2023-11-13 20:00:50 ET

Summary

  • Pioneer High Income Fund pays a high distribution yield but has historically earned only modest total returns, leading to principal losses and shrinking distributions.
  • PHT's portfolio consists mainly of non-investment grade bonds and convertible securities, with a significant allocation to high-yield corporate bonds.
  • While PHT has above-average returns compared to the high-yield bond asset class, its distribution rate may be too high for its earnings power, making it a poor long-term investment.

Readers know I have a personal vendetta against 'return of principal' funds. My critique is that unsuspecting retirees and pensioners are attracted to high yielding funds without considering whether these funds actually 'earn' their distributions.

One prime example is the Pioneer High Income Fund ( PHT ) offered by Amundi Asset Management. At first glance, the PHT fund looks attractive as it pays a 9.7% distribution yield on market price. However, if we dig into the details, we see that the PHT fund has historically only earned 3-4% per year in total returns over the past decade. This means the fund's NAV has shrunk, leading to principal losses and shrinking distributions.

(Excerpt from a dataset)
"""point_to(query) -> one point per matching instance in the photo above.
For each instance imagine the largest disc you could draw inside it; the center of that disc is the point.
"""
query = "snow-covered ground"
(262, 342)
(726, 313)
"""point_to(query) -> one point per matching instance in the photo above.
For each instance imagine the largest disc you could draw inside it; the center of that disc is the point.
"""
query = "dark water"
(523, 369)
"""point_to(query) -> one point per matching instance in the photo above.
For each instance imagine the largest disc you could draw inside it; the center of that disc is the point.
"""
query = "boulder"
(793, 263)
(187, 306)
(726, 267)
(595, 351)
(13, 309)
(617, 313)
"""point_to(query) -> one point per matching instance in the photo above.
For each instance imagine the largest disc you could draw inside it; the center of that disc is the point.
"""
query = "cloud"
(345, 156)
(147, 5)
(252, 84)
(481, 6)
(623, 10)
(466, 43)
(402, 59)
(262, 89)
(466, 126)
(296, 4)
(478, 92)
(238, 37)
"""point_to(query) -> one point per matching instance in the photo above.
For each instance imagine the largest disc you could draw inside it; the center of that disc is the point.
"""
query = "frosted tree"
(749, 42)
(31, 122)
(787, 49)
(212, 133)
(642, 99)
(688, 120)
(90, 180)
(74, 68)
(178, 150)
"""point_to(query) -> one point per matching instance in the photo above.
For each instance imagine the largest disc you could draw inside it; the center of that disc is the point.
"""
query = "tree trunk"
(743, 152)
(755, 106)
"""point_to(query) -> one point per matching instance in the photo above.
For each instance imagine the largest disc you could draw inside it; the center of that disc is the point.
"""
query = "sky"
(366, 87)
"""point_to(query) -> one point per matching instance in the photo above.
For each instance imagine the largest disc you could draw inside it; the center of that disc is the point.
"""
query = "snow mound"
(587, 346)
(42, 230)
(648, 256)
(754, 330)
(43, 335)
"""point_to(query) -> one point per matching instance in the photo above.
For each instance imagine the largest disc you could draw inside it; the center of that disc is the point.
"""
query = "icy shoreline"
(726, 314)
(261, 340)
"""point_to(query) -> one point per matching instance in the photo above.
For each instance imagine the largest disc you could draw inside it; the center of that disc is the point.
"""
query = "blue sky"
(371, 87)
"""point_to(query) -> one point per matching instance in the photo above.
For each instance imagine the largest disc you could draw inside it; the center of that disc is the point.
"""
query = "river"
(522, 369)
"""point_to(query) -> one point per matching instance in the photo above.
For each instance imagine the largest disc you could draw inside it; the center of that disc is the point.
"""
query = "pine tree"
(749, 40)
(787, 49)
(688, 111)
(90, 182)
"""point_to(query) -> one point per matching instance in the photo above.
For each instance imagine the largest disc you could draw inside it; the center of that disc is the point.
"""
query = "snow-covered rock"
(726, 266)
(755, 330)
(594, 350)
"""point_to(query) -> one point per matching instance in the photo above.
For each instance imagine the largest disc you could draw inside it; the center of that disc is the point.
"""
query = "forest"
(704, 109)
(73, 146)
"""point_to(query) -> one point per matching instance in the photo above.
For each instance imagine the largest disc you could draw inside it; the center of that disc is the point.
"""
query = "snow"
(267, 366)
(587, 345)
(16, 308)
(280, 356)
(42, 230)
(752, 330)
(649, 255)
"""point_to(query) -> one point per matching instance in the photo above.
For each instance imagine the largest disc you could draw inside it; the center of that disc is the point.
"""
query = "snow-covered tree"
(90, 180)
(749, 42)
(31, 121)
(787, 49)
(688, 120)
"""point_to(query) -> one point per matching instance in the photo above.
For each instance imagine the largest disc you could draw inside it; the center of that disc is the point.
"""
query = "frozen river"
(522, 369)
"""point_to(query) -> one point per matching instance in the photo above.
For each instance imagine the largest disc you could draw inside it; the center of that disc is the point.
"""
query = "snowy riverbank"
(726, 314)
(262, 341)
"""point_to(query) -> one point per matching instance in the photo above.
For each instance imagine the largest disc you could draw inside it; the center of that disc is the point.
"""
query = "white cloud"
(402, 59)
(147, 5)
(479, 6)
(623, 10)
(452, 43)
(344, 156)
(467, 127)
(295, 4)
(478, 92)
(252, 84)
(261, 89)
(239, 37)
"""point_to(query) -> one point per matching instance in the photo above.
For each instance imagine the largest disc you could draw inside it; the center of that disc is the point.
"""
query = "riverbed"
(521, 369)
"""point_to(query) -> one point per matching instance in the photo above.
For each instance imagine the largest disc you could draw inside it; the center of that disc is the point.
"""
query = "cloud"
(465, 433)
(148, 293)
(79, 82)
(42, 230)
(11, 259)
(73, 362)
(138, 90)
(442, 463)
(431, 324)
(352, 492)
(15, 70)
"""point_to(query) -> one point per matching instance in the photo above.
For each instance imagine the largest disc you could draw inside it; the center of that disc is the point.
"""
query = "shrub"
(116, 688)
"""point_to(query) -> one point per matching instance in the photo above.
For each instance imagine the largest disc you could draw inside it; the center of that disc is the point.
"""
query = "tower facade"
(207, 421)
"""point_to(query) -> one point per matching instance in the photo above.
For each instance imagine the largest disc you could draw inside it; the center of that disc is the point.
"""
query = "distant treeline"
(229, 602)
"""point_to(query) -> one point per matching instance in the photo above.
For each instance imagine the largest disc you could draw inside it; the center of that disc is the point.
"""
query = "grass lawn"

- Exercise requirements
A - Say whether each statement agrees with the article on the Pioneer High Income Fund, answering yes or no and quoting the deciding words of the article: (i) The fund pays a 9.7% distribution yield on market price. (ii) PHT's portfolio consists mainly of investment grade bonds. (iii) Over the past decade the fund has earned 7-8% per year in total returns.
B - Report how many lines of the records contain the string "covered", giving only the number. Case counts.

- Solutions
A -
(i) Yes: "it pays a 9.7% distribution yield on market price"
(ii) No: "PHT's portfolio consists mainly of non-investment grade bonds and convertible securities"
(iii) No: "the PHT fund has historically only earned 3-4% per year in total returns over the past decade"

B - 3